● **ЗАДАНИЯ**
(1) На что был способен первый аппарат с настоящим искусственным интеллектом, созданный в Испании в начале ХХ века, согласно отрывку о шахматных программах?
(2) Напишите продолжение отрывка о шахматных программах, начиная сразу после его последнего предложения.

● **ФРАГМЕНТ ТЕКСТА**
История развития автоматики и вычислительной техники странным образом связана с шахматами. В XVIII в. "думающие" шахматные автоматы служили для фокусов и мистификаций. Первый аппарат с настоящим искусственным интеллектом, созданный в Испании в начале ХХ в., был способен поставить мат королем и ладьей шахматисту, играющему королем. Видимо, не случайно и то, что одной из первых действительно интеллектуальных задач, поставленных перед программистами еще на заре вычислительной техники, была игра в шахматы. О шахматных программах и связи этой древней игры с развитием технологий искусственного интеллекта рассказывает один из тех, кто создавал первые шахматные программы, доктор технических наук, профессор
Владимир Львович Арлазаров.
– Владимир Львович, а как пришли к мысли, что компьютер может решать интеллектуальные задачи?
– Когда выяснили, что компьютеры умеют не только вычислять, как это было придумано с самого начала, что за арифметическими действиями есть логическое действо, которое не только выполняет вспомогательные функции в деятельности вычислительных программ, но и с помощью которого можно решать самостоятельные задачи, то стало ясно: стоит попробовать положить на компьютер интеллектуальные задачи. Где-то с конца 40-х годов и до конца 50-х это активно обсуждалось, более того, ставились полу философские вопросы: а может, компьютеры будут умнее людей? И что тогда? И все на полном серьезе. Сейчас такие вопросы не ставят, все-таки 40 лет прошло. Тогда, на заре вычислительной техники, мы только осознали, что принципиально могут делать машины. Мы поняли, что человеческий мозг есть устройство, аналогичное вычислительной машине, и в тысячу, в миллион раз более мощное, но оно принципиально немножко отличается. Стало понятно, что, по крайней мере, большинство рациональных задач, которые решает человек, могут быть поставлены перед машиной. Следовательно, можно попробовать написать программы, которые эти задачи решают. Одну, две, тысячу... ведь человек тоже решает не бесконечное множество задач. И можно, так сказать, всю интеллектуальную деятельность человека запрограммировать.

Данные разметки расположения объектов
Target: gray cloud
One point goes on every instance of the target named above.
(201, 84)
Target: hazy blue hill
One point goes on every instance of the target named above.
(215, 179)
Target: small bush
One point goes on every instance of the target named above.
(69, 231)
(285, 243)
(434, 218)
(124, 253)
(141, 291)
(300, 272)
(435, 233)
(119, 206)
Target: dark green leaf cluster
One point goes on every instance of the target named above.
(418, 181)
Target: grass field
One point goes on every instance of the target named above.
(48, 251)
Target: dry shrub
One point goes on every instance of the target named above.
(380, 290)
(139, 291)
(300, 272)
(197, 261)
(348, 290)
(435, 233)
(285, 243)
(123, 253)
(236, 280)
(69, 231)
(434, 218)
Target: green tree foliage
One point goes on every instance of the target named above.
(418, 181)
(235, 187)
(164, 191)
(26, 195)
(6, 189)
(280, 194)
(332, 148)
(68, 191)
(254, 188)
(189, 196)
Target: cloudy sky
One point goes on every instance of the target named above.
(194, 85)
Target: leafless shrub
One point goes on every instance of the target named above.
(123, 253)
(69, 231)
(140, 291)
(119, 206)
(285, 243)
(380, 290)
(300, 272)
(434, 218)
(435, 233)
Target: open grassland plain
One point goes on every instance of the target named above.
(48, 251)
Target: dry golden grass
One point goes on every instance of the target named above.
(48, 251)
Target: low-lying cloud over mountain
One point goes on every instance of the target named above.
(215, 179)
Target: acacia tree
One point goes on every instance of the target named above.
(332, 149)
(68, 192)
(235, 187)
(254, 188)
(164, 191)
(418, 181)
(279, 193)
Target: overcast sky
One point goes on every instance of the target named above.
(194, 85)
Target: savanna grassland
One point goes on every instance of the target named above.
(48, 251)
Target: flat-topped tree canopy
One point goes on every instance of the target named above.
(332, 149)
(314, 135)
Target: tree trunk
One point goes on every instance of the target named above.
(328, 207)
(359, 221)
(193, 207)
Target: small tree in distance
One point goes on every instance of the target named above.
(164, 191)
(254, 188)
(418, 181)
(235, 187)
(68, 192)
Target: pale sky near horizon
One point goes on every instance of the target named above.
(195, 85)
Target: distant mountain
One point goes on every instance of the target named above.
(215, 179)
--
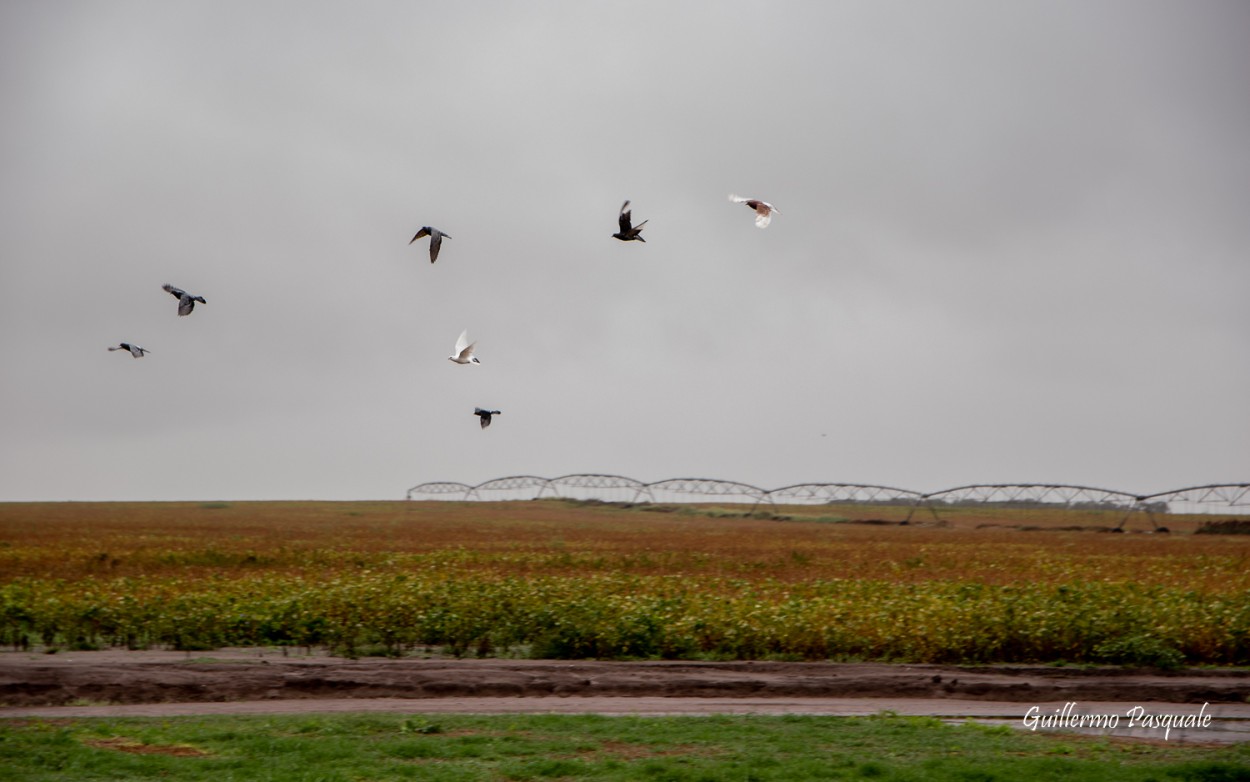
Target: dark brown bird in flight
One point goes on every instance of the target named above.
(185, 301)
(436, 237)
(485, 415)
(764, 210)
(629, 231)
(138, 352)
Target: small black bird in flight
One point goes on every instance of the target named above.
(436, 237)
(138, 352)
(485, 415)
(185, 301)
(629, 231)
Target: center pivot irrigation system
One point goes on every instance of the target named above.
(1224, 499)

● **ОТВЕТЫ К ЗАДАНИЯМ**
(1) Он мог поставить мат королем и ладьей шахматисту, играющему королем.

(2)
– А почему все же решили обратиться к игре?
– Как я уже говорил, широко обсуждалось, может ли машина мыслить. Однако совершенно ясно, что если речь идет о программистах, о людях, которые имеют дело не с философией, а с реальным компьютером, то вопрос не в том, может ли машина принципиально что-то делать, а в поиске примеров того, где машины решают интеллектуальные задачи, причем такие, которые доступны и человеку в его интеллектуальной деятельности. Грань здесь, конечно, не четкая. Но понятно, что если человек множит 20значные числа, то он при этом не имеет дело с глубоко интеллектуальной задачей, поскольку для ее выполнения очень легко найти тривиальный алгоритм, который известен каждому школьнику. А вот те задачи, где совершенно ясно, что никакого априорного алгоритма у человека нет, а он тем не менее хорошо их решает, мы и будем называть интеллектуальными. Первым претендентом на роль таких задач являются игры, по той простой причине, что, по крайней мере, правила четко сформулированы. Задача чрезвычайно трудная, а правила игры сформулировать легко, и тем самым легко определить и функции машины. С другой стороны, шахматы для человека трудная задача, что как-то никогда не обсуждалось и сейчас не обсуждается.
– А почему из игр выбрали все-таки шахматы? Может быть, традиция?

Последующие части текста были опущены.